§ GIVEN EXERCISE: Every entry below should be repeated exactly; the pictures should not.

§ THE INPUT:
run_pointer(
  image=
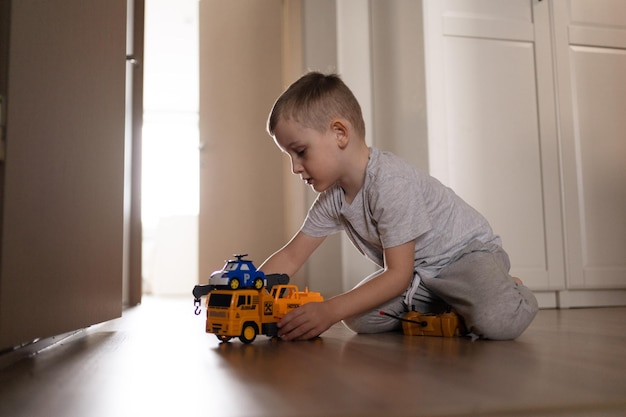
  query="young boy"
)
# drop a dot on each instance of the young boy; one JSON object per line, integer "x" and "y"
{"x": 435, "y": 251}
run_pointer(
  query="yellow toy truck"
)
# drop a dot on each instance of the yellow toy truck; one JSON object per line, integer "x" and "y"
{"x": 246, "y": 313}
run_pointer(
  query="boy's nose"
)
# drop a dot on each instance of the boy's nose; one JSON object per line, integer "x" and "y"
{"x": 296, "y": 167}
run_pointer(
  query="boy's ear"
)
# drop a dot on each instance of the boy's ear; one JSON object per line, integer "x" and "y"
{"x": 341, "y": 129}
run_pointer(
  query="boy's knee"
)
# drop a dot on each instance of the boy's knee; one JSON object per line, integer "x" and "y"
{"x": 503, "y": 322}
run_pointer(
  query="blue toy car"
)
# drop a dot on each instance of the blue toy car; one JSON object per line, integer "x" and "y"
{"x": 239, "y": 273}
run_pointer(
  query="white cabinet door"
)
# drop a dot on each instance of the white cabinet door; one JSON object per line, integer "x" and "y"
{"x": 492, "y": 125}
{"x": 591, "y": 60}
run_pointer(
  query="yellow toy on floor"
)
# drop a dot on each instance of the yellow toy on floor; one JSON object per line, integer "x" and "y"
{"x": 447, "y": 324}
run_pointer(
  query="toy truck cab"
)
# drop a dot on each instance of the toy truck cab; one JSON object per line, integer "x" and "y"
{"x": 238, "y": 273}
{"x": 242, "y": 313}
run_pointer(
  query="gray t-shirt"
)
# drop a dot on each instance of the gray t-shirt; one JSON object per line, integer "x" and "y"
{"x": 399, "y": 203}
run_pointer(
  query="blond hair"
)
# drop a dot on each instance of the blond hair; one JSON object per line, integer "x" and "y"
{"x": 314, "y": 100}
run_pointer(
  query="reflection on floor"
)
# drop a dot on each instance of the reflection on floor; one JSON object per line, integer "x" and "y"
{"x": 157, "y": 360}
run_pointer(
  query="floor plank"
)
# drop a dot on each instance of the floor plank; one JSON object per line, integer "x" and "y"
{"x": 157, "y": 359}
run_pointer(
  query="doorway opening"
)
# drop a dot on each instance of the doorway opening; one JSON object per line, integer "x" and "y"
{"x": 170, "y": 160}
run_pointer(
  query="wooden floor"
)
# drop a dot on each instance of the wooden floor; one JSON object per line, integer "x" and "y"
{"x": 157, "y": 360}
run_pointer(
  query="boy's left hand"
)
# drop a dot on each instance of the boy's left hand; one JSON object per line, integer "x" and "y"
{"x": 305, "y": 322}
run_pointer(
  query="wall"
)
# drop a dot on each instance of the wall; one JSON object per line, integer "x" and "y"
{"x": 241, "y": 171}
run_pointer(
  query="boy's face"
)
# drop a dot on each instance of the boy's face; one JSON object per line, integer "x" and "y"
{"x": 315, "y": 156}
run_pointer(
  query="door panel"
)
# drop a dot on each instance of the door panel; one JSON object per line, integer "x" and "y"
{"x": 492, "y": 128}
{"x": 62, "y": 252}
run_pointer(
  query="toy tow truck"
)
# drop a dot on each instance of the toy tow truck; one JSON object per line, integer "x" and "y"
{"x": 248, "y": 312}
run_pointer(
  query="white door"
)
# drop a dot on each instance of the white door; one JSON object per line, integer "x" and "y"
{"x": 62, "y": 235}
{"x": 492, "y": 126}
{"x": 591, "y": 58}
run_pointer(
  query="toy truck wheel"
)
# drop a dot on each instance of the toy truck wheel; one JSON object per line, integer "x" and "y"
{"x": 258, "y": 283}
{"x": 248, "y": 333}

§ RESPONSE TO THE EXERCISE:
run_pointer(
  image=
  query="young boy"
)
# drop a dot on each instance of the young boy; one JSON object per line, integer "x" and "y"
{"x": 435, "y": 251}
run_pointer(
  query="yellow toy truck"
)
# drop a dot on each instance of the yellow toy truck; one JSON object per line, integer "x" and "y"
{"x": 246, "y": 313}
run_pointer(
  query="boy's nose"
)
# drop a dot on each instance of the boy's nose; one JSON object per line, integer "x" and "y"
{"x": 296, "y": 167}
run_pointer(
  query="boy's ear"
)
# drop a dot on each instance of the boy's ear; one JSON object per line, integer "x" and "y"
{"x": 341, "y": 129}
run_pointer(
  query="boy's knee"
)
# drop a dot on each instance of the boy's knee; one JSON object per line, integer "x" and "y"
{"x": 503, "y": 322}
run_pointer(
  query="blue toy car"
)
# drop a dot on each instance of the blue toy car; one JSON object per line, integer "x" and "y"
{"x": 239, "y": 273}
run_pointer(
  query="white cabinet door"
)
# drop a dot on each instance of the white cabinet door; one JSON object per line, integer "x" and "y"
{"x": 492, "y": 125}
{"x": 591, "y": 60}
run_pointer(
  query="yellow toy on floor"
)
# drop a dot on each instance of the yellow toy on floor; one JSON object per line, integer "x" and "y"
{"x": 447, "y": 324}
run_pointer(
  query="toy truck cab"
)
# drop a dot on each instance of the toy truck cab; one JSON object per line, integer "x" and "y"
{"x": 238, "y": 273}
{"x": 242, "y": 313}
run_pointer(
  query="gray t-shirt"
)
# drop a dot on each instance of the gray t-shirt; one JSON object per line, integer "x" and "y"
{"x": 399, "y": 203}
run_pointer(
  query="blond hair"
)
# drop a dot on each instance of the blond hair; one JSON object per line, integer "x" and "y"
{"x": 314, "y": 100}
run_pointer(
  query="reflection on floor"
)
# drop a dot on each instance of the reflection on floor; one JSON object per line, integer "x" and "y"
{"x": 157, "y": 360}
run_pointer(
  query="floor plank"
)
# drop a dot on each instance of the floor plank; one JSON object per line, integer "x" and "y"
{"x": 157, "y": 359}
run_pointer(
  query="doorway opening"
)
# drop a dot on each instance of the doorway opening; one JSON object per line, integer "x" and "y"
{"x": 170, "y": 160}
run_pointer(
  query="wooden floor"
)
# drop a dot on each instance of the wooden floor; one JSON object per line, integer "x" and "y"
{"x": 157, "y": 360}
run_pointer(
  query="boy's left hand"
)
# drop a dot on each instance of the boy's left hand; one JSON object per line, integer "x" and "y"
{"x": 305, "y": 322}
run_pointer(
  query="wall"
)
# drop a dot on each instance of the wall; one JSON object per line, integer "x" and "y"
{"x": 241, "y": 171}
run_pointer(
  query="boy's face"
)
# drop a dot on each instance of the boy's face; one JSON object per line, integer "x" and "y"
{"x": 315, "y": 156}
run_pointer(
  query="door panel"
)
# drop a dot on each instance of the door panel; one JSON object per line, integer "x" and "y"
{"x": 492, "y": 128}
{"x": 62, "y": 252}
run_pointer(
  query="toy tow truck"
)
# drop a dot on each instance of the toy tow truck; one JSON object per line, integer "x" and "y"
{"x": 248, "y": 312}
run_pointer(
  query="white door"
)
# drop a dot on each instance of the white door; one JSON object per line, integer "x" and "y"
{"x": 62, "y": 235}
{"x": 492, "y": 126}
{"x": 591, "y": 58}
run_pointer(
  query="toy truck wheel"
)
# drop a dot on each instance of the toy truck wheel; one JSON object per line, integer "x" and "y"
{"x": 258, "y": 283}
{"x": 248, "y": 333}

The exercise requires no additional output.